Excerpt to read
:::

On 25 August 1809 Smith married Mary Wilson (granddaughter of Alexander Wilson and niece of Patrick Wilson) in 1809. Their children were:

- Archibald Smith of Jordanhill (1813–1872)
- Christina Laura Smith, married to Walter Buchanan of Shandon, M.P.
- Isabella Smith (1806–1897), married to Henry Gore-Booth
- Mary Joanna Guthrie Smith (-1840)
- Louisa Smith (-1863), married to William Hamilton of Minard Castle
- Sabina Douglas Clavering Smith, married to Rev. Robert Paisley, DD. of St. Nininans, co Stirling

His cousin was the insurance broker and philanthropist William Euing FRSE (1788–1874). His younger brother was William Smith of Carbeth Guthrie was Lord Provost of Glasgow from 1822 to 1824.

==Publications==
- The Voyage and Shipwreck of St Paul, with Dissertations on the Sources of the Writings of St. Luke, and the Ships and Navigation of the Antients (4 Editions, 1848–1880)

:::

Exercises to complete
**1)** Copy the Smith family text from "- Archibald Smith" to "1822 to 1824.", renaming "Minard Castle" as "Minard House".
**2)** According to the Smith family text, how was Mary Wilson related to Alexander Wilson and to Patrick Wilson?
**3)** Resume the Smith family text after its final publication entry and carry it on from there.
The lines that come next are from a different source than the text above.

Data excerpts
:::

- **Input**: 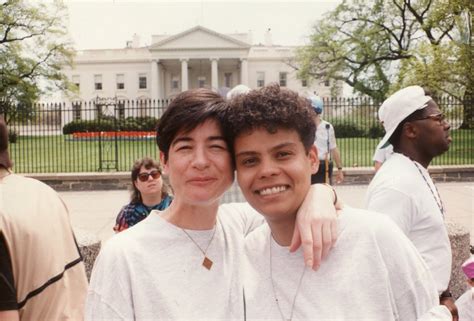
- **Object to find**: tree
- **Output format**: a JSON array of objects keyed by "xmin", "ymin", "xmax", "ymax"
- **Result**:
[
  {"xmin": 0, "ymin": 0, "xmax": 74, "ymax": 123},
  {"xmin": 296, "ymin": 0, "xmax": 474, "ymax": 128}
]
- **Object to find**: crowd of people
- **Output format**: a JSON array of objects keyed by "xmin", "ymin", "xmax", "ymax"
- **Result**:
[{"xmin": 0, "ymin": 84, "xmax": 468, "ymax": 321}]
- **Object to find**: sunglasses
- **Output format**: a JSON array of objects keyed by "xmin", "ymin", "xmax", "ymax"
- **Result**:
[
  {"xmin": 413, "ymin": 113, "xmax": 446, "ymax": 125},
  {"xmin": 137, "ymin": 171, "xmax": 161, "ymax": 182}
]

:::

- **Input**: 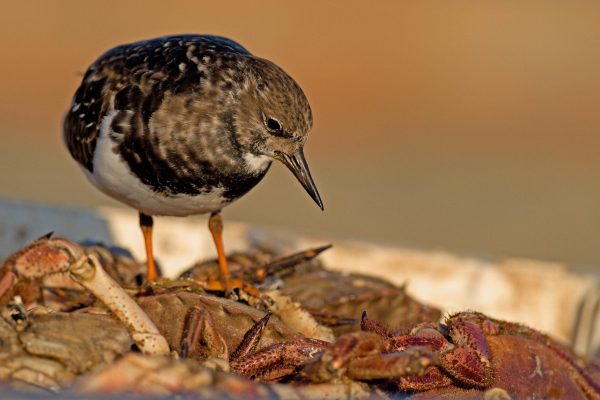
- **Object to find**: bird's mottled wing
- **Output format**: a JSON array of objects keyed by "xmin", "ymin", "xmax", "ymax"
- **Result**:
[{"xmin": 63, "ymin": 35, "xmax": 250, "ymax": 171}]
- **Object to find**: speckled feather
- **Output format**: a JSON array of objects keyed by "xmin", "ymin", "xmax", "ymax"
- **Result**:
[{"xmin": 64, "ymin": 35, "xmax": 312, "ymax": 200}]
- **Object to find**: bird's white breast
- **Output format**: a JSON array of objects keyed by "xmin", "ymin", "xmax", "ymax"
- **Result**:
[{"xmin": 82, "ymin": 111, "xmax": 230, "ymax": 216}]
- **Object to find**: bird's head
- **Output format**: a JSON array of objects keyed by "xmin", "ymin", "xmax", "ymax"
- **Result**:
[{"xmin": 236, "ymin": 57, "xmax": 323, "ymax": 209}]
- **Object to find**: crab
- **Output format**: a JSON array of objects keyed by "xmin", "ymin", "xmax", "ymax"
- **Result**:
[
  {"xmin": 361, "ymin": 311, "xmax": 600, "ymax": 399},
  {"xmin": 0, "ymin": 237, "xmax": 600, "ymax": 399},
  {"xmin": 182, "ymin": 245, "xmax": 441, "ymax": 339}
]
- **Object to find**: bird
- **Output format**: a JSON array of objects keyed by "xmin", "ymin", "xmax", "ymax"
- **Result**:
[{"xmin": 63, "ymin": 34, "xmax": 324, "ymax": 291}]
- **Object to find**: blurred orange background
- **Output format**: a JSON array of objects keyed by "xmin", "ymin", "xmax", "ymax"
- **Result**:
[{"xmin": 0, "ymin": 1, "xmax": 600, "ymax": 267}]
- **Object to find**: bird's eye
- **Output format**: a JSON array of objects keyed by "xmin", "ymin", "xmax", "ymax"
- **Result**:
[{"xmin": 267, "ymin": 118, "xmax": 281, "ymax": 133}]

:::

Responses
**1)**
- Archibald Smith of Jordanhill (1813–1872)
- Christina Laura Smith, married to Walter Buchanan of Shandon, M.P.
- Isabella Smith (1806–1897), married to Henry Gore-Booth
- Mary Joanna Guthrie Smith (-1840)
- Louisa Smith (-1863), married to William Hamilton of Minard House
- Sabina Douglas Clavering Smith, married to Rev. Robert Paisley, DD. of St. Nininans, co Stirling

His cousin was the insurance broker and philanthropist William Euing FRSE (1788–1874). His younger brother was William Smith of Carbeth Guthrie was Lord Provost of Glasgow from 1822 to 1824.

**2)** Mary Wilson was Alexander Wilson's granddaughter and Patrick Wilson's niece.

**3)**
- Researches in New Pliocene and Post-Tertiary Geology (1862)
- Dissertations on the Life and Writings of St Luke
- The Ships and Navigation of the Ancients

==Trivia==
Smiths Court on Brunswick Street in Glasgow was named after the family.

Jordanhill House was acquired by Glasgow Corporation in 1911 for use a training college and demolished in 1961.

==Artistic recognition==
His portrait by Sir John Watson Gordon is held by the Trades House Museum in Glasgow.